Government-funded public schools are “what made America great in the first place,” claims American Federation of Teachers (AFT) president Randi Weingarten in the New York Daily News.
In the wake of Donald Trump’s announcement that he intends to nominate Michigan philanthropist and education activist Betsy DeVos (shown) to be his secretary of education, Weingarten writes to warn Americans that such a move threatens the “collective promise” made by all of us to “take and teach every child seeking an education.”
When exactly that vow was taken by the over 300 million residents of this country is not revealed in Weingarten’s piece. Nor does the AFT president explain how the public school system could have "made America great in the first place" when its establishment in America came after the founding era. But she does claim that the federally funded public school system is the “most democratic” of American institutions (a claim that migtht shock many public school kids’ parents), and a place “where we forge a common culture out of America’s rich diversity.”
She adds to her encomium to government-managed education the claim that there exists in America “a broad consensus that public schools are a treasure to protect.” Which begs the question: How does she explain the exodus from the public schools to home-schooling and other private-education alternatives in light of this supposed "broad consensus"?
Of course, she doesn't. She offers no evidence of this overwhelming support of public schools, but she does disclose the “fact” that the nation’s public school children (85 percent of all American children, she claims) “deserve leaders who will strengthen them, not destabilize or defund them.”
For those who got a little lost in the double negatives, Weingarten insists that the best way to improve our children’s education is to stabilize (read: grant greater government control over) and to fund (read: raise taxes for) public schools.
We’ll return to Weingarten’s praise for government control and forced public funding of education in a moment, but first, let’s lay out the attacks she makes on Mrs. DeVos’s character and the warnings she shouts about the future of federal education under a Department of Education run by Mrs. DeVos.
First, tax dollars will likely be funneled to charter schools, Weingarten warns. She reports that Mrs. DeVos’s wealth and activism have "resulted in an explosion in the number of charter schools in her home state. Michigan now spends more than $1 billion on charter schools every year. Eighty percent of the charter schools in Michigan are operated for-profit — the highest percentage in the nation. The weak regulation and lack of accountability of those schools landed Michigan a spot in what’s known as the Wild West of charter schools."
————————
• _Exercise requirements_: Pick up the article on Randi Weingarten's case against Betsy DeVos where it stops, and write what comes next.

• _Record set_:
————————
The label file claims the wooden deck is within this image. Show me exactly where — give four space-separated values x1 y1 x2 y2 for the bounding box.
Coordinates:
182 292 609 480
————————
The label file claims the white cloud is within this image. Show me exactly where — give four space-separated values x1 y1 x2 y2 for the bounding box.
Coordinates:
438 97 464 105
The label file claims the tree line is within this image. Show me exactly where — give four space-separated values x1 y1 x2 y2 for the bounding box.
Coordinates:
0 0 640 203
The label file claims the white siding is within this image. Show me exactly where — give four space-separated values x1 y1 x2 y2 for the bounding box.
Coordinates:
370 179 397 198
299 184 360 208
————————
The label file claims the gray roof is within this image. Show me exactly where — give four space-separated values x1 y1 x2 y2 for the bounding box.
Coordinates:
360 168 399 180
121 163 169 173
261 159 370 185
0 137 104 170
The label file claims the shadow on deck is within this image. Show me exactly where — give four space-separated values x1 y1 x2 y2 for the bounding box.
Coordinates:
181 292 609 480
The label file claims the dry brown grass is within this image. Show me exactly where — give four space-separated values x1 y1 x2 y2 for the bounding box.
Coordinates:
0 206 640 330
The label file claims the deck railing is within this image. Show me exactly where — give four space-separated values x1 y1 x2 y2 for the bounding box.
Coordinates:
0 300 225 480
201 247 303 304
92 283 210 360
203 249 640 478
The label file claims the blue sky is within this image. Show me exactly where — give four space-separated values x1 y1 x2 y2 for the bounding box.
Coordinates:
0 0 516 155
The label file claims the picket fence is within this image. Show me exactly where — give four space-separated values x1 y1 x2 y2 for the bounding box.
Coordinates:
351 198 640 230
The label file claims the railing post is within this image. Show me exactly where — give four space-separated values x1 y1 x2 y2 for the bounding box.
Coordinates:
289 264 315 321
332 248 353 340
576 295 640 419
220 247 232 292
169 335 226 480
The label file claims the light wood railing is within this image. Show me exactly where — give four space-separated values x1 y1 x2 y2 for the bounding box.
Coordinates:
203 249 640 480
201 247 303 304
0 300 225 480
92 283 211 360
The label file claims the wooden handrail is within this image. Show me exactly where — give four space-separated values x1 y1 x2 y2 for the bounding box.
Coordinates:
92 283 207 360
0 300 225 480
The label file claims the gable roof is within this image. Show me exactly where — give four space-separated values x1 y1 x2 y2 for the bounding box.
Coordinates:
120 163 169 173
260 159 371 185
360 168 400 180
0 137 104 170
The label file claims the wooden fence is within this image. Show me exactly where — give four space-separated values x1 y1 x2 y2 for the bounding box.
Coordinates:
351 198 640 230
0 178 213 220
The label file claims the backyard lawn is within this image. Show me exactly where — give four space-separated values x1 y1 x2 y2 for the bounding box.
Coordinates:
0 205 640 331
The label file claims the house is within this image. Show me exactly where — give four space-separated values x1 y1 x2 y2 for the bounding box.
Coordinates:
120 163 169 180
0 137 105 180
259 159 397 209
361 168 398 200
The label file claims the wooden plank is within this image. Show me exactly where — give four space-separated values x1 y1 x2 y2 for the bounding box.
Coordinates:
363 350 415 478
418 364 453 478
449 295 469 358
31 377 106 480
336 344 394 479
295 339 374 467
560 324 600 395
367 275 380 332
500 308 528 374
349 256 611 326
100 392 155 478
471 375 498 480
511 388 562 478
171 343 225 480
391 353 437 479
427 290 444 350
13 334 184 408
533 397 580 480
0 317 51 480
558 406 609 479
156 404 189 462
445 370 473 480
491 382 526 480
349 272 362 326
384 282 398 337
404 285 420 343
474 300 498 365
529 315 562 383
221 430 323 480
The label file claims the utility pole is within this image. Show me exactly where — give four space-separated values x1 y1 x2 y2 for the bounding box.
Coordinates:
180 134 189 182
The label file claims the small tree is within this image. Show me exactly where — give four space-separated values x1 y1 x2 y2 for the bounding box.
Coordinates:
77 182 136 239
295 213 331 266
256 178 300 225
————————
• _Output of the exercise_:
The power of being financially advantaged is something Ms. Weingarten understands personally. As the president of the American Federation of Teachers, she accepts a salary of nearly $500,000 a year.
Ms. Weingarten uses her personal wealth — as well as the wealth of the organization she heads — to promote progressives and their “charities” too. As reported by watchdog.org, last October, AFT is a major financial backer of many of the nation’s far-left causes. Over the last couple of years, these donations and beneficiaries included:
• $250,000 to the Bill, Hillary & Chelsea Clinton Foundation
• $250,000 to the Clinton Global Initiative
• $100,000 to the Clinton-allied opposition research group American Bridge 21st Century
• $1.5 million to the Democratic Governors Association
• $450,000 to the Democratic super PAC Patriot Majority
• $400,000 to the Democratic Legislative Campaign Committee
• $410,000 to progressive coalition America Votes
• $115,000 to MSNBC host Al Sharpton’s National Action Network
• $90,000 to the environmentalist BlueGreen Alliance
• $15,000 to illegal immigrant advocacy group National Council of La Raza
• $300,000 in donations to Economic Policy Institute
• $160,000 to National Public Pension Coalition
And hundreds of thousands more were donated to a grab bag of progressive political and social organizations.
Where does AFT get all that money that it funnels to the Left and its political operatives? Forced union dues in many states. Watchdog.org reports:
In many states, teachers can be required to pay AFT to have a job. Even though mandatory union fees can only legally be spent on representation, the power to take money from non-members frees AFT to spend more member dues on politics.
Basically, when it comes to using wealth and position to influence education policy and purchase significant political power, Weingarten is an expert in the field, indeed!
Next, without actually bothering to bore readers with the evidence of her claim of widespread shady dealing, Weingarten describes the despicable situation that is “tragically common” at charter schools in the Great Lakes State:
A yearlong investigation of two decades of charter school records by the Detroit Free Press described the consequences of this lack of oversight, transparency and accountability. A charter school in the first percentile — barely above rock-bottom among all schools — had its charter renewed. Others closed abruptly, leaving families scrambling to find another school midyear. Nepotism, insider deals and financial impropriety were all tragically common.
That’s not all. According to Weingarten, Betsy DeVos worked to defeat a bill that would have “placed both Detroit’s charter schools and its neighborhood public schools under the same oversight authority.”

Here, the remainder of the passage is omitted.